_TASKS FOR THIS EXERCISE_:
1. Condense the paragraph of the Arsenal injury piece that begins "As we know Tottenham's injury to Bale" into two shorter sentences, keeping its main facts.
2. Please reproduce the Arsenal injury piece from "By Billy the" to "Arsenal’s injury crisis.", changing "allotment" to "garden".

_DOCUMENT SEGMENT_:
By Billy the Dog McGraw

I met with my fellow allotment lover Dennis Bergkamp as the sun rose over the Hackney Swamplands to discuss Arsenal’s injury crisis.

As we know Tottenham’s injury to Bale is very minor; he will travel forwards in time for a replacement to whatever parts are considered too fragile, and then be back in the present ready to resume duties before you know he didn’t leave.  But for us… well because Mr Wenger won’t buy a temporal machine we have to suffer.

Dennis confirmed the status quoJack and Theo are doing the outside running, but their inclusion for the Norwich game is not a forgone conclusion.  Rather there is an “outside chance” of either or both being ready.  Monreal however is up and ready to rock n roll.   Which means only Ryo and Diaby are out for eternity.

Dennis drew out a sheet of paper and showed me once again the team from the Reading game.

Fabianski,

Sagna, Mertesacker, Koscielny, Monreal,

Rosicky, Arteta, Ramsey,

Cazorla, Giroud, Gervinho,

“How many of those might change?” I asked.

Another sheet of paper (he’s good our Dennis) and we had a back up team:

Szczesny,

Vermaelen, Jenkinson, Gibbs,

Coquelin,

Oxlade-Chamberlain, Podolski

Which is not a complete team, but not too bad, so there is a fair amount of room for change if Mr W. fancies it.   We both had a carrot and considered form.  Dennis pronounced:

“West Brom have got three wins, two defeats and a draw in their last six games.  Arsenal are slightly better off with four wins, and two defeats (Tottenham away and Bayern at home).

“But more importantly, Arsenal have now won five of their past six league games.  West Bromwich used to have good form, and were in the top four for a while but have trailed off a bit.”

_PROVIDED DATA_:
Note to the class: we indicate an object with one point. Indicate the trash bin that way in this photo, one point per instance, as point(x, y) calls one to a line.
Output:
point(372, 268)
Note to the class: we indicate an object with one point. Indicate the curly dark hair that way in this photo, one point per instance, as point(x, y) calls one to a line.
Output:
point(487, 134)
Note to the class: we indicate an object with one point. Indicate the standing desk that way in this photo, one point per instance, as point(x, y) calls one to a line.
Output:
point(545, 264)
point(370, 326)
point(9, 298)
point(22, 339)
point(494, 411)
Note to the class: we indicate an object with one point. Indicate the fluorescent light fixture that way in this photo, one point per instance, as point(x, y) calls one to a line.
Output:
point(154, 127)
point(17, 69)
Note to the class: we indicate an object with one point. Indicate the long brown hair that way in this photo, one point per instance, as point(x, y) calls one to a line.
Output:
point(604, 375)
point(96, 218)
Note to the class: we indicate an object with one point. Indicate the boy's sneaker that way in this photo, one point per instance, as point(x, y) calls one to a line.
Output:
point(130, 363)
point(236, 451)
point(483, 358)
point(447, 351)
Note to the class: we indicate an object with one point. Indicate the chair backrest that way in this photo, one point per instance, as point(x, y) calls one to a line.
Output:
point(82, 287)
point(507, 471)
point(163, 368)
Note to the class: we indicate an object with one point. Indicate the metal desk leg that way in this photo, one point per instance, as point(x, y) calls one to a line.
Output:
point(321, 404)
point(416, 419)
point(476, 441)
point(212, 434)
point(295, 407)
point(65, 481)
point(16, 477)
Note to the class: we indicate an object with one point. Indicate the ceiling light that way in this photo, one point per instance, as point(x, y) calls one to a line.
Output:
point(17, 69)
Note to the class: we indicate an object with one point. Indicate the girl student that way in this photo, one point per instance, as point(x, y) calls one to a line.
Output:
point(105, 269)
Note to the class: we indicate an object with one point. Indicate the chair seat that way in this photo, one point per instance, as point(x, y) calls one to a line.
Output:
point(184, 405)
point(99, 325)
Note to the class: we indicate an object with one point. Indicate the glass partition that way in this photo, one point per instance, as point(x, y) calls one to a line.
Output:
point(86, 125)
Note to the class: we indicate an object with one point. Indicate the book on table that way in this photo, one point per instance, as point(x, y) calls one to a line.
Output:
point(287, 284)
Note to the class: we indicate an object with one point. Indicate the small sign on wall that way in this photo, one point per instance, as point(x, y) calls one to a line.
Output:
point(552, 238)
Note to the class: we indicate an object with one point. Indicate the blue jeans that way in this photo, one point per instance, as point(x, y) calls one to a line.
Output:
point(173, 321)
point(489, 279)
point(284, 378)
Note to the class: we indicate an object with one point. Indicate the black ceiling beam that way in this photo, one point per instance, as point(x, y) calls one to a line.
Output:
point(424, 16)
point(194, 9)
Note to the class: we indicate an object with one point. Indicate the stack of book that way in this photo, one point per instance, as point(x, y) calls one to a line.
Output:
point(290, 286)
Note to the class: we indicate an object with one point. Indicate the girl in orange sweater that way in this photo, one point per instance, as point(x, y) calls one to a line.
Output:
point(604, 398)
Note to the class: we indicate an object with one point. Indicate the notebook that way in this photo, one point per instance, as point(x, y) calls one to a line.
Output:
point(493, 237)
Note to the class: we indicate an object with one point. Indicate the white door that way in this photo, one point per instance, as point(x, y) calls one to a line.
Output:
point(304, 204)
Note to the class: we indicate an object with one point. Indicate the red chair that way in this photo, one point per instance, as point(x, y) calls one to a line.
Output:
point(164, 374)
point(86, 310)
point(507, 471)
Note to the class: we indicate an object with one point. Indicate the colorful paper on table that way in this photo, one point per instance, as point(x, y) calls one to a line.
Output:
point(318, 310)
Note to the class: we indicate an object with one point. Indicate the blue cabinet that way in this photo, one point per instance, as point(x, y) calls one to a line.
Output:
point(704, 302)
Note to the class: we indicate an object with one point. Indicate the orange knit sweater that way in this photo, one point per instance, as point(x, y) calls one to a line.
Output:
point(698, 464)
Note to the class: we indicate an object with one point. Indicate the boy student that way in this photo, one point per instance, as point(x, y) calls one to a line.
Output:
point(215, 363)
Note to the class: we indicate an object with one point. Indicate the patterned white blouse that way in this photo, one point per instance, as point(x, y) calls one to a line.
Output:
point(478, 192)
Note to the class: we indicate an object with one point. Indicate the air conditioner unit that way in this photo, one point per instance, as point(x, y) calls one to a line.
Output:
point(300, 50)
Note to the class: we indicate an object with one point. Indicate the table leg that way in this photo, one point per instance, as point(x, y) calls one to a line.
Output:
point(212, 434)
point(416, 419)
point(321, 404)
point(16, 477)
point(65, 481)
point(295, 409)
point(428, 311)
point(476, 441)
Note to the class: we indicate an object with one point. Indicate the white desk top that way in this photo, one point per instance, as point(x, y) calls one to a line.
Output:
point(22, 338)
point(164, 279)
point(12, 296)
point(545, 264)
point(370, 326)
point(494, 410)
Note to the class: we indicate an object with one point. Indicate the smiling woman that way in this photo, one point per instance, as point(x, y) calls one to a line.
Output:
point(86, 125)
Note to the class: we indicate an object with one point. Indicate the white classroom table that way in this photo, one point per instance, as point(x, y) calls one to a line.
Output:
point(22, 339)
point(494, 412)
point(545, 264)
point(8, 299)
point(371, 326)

_ANSWER LIST_:
1. Bale's injury at Tottenham is very minor: he will travel forward in time to replace any fragile parts and be back in the present, ready to resume duties, before anyone knows he left. Arsenal must suffer, though, because Mr Wenger won't buy a temporal machine.

2.
By Billy the Dog McGraw

I met with my fellow garden lover Dennis Bergkamp as the sun rose over the Hackney Swamplands to discuss Arsenal’s injury crisis.